● Exercise: Write out every line of all the rows below as a JSON list of strings, one string per line, skipping blank lines.

►

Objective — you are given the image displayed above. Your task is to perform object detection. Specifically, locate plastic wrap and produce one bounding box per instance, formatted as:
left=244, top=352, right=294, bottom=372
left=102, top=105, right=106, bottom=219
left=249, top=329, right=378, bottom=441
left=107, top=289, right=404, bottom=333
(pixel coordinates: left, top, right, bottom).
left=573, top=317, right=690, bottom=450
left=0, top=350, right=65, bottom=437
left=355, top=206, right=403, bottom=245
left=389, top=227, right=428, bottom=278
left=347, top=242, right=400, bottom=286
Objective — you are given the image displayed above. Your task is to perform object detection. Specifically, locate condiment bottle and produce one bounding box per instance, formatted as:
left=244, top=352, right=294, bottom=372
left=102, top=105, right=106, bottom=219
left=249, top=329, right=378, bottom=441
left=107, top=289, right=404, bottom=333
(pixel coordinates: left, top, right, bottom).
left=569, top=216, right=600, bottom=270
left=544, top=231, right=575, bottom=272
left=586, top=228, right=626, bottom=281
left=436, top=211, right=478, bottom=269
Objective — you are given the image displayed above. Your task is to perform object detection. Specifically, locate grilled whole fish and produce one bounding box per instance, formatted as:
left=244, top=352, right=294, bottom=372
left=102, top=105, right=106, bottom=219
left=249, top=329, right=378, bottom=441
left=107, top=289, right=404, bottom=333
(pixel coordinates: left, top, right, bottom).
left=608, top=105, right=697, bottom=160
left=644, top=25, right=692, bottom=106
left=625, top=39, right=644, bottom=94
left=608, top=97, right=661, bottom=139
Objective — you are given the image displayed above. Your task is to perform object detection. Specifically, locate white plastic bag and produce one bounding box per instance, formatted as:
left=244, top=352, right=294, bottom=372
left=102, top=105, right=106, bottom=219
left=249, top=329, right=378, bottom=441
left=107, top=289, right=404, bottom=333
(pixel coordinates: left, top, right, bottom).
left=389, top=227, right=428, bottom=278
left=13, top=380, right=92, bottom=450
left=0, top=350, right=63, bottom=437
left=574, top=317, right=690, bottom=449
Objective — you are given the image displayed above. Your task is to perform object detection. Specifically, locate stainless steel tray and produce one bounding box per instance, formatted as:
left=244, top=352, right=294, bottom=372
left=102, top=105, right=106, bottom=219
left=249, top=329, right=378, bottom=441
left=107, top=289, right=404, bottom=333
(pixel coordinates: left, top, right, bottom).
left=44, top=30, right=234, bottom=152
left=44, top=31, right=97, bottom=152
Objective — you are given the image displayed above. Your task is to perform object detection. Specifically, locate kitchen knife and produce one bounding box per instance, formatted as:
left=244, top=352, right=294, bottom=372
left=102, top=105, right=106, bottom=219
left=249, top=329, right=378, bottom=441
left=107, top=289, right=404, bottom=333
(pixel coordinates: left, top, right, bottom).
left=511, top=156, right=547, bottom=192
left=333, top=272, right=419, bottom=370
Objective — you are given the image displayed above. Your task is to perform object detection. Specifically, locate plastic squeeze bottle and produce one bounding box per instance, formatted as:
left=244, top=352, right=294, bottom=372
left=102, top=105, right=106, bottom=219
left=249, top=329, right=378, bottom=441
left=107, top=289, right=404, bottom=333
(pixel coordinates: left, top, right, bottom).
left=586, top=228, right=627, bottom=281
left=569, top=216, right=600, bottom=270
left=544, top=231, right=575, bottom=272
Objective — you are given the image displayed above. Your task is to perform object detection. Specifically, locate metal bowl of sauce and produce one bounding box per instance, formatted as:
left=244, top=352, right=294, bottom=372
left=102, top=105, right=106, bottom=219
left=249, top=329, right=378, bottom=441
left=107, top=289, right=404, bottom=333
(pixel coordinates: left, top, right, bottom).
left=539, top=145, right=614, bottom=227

◄

● Output:
[
  "Objective — you are given the image displayed above. Your task is to perform object detection. Specifically, locate plastic wrap and produce one bounding box per instance, formatted as:",
  "left=244, top=352, right=294, bottom=372",
  "left=102, top=105, right=106, bottom=219",
  "left=249, top=329, right=378, bottom=441",
  "left=107, top=289, right=404, bottom=333",
  "(pixel coordinates: left, top, right, bottom).",
  "left=573, top=317, right=690, bottom=450",
  "left=0, top=350, right=65, bottom=437",
  "left=355, top=206, right=403, bottom=245",
  "left=389, top=227, right=428, bottom=278",
  "left=347, top=242, right=400, bottom=286",
  "Objective — you are given the image displayed above. Your task is to perform object detection. Specifically, locate condiment bottle and produce one bounding box per instance, formatted as:",
  "left=244, top=352, right=294, bottom=372",
  "left=102, top=105, right=106, bottom=219",
  "left=249, top=329, right=378, bottom=441",
  "left=107, top=289, right=404, bottom=333",
  "(pixel coordinates: left, top, right, bottom).",
  "left=569, top=216, right=600, bottom=270",
  "left=544, top=231, right=575, bottom=272",
  "left=586, top=228, right=626, bottom=281",
  "left=436, top=211, right=478, bottom=269",
  "Objective — you are given the image displayed above. Your task is to perform object detection. Specifically, locate grilled whole fish and produce one bounding box per instance, formatted as:",
  "left=244, top=352, right=294, bottom=372",
  "left=102, top=105, right=106, bottom=219",
  "left=249, top=329, right=378, bottom=441",
  "left=107, top=289, right=404, bottom=333",
  "(pixel coordinates: left, top, right, bottom).",
  "left=608, top=105, right=697, bottom=160",
  "left=644, top=25, right=692, bottom=106",
  "left=625, top=39, right=644, bottom=94",
  "left=608, top=97, right=661, bottom=139",
  "Objective — you are given the image displayed above. Your task is to perform object detection. Specifically, locate white plastic bag and produce one bounding box per instance, formatted as:",
  "left=244, top=352, right=294, bottom=372",
  "left=102, top=105, right=106, bottom=219",
  "left=249, top=329, right=378, bottom=441",
  "left=107, top=289, right=404, bottom=333",
  "(pixel coordinates: left, top, right, bottom).",
  "left=389, top=227, right=428, bottom=278",
  "left=13, top=380, right=92, bottom=450",
  "left=0, top=350, right=63, bottom=437",
  "left=574, top=317, right=690, bottom=449",
  "Objective — you are given the image displayed above. Your task is to perform object detection. Specifically, locate stainless steel tray and produce one bounding box per instance, formatted as:",
  "left=244, top=352, right=294, bottom=372",
  "left=102, top=105, right=106, bottom=219",
  "left=249, top=329, right=378, bottom=441",
  "left=107, top=289, right=404, bottom=333",
  "(pixel coordinates: left, top, right, bottom).",
  "left=44, top=30, right=234, bottom=152",
  "left=44, top=31, right=97, bottom=152",
  "Objective — you are given the image displayed above. Your task is to perform object detection. Specifically, locate kitchen knife and produce one bounding box per instance, formatted as:",
  "left=244, top=352, right=294, bottom=372",
  "left=102, top=105, right=106, bottom=219",
  "left=249, top=329, right=378, bottom=441",
  "left=107, top=289, right=404, bottom=333",
  "(pixel coordinates: left, top, right, bottom).",
  "left=511, top=156, right=547, bottom=192",
  "left=333, top=272, right=419, bottom=370",
  "Objective — you are given the image displayed above. Your task is to perform object detection. Specifically, locate plastic squeeze bottle and produce one bounding box per instance, formatted as:",
  "left=244, top=352, right=294, bottom=372",
  "left=102, top=105, right=106, bottom=219",
  "left=249, top=329, right=378, bottom=441",
  "left=107, top=289, right=404, bottom=333",
  "(pixel coordinates: left, top, right, bottom).",
  "left=586, top=228, right=627, bottom=281",
  "left=569, top=216, right=600, bottom=270",
  "left=544, top=231, right=575, bottom=272",
  "Objective — you are given the image displayed above. Your task is to perform object detection. Specifically, locate metal bowl of sauce and produce one bounding box per instance, formatted as:",
  "left=244, top=352, right=294, bottom=372",
  "left=102, top=105, right=106, bottom=219",
  "left=249, top=329, right=378, bottom=441",
  "left=107, top=289, right=404, bottom=333",
  "(pixel coordinates: left, top, right, bottom).",
  "left=539, top=145, right=614, bottom=227"
]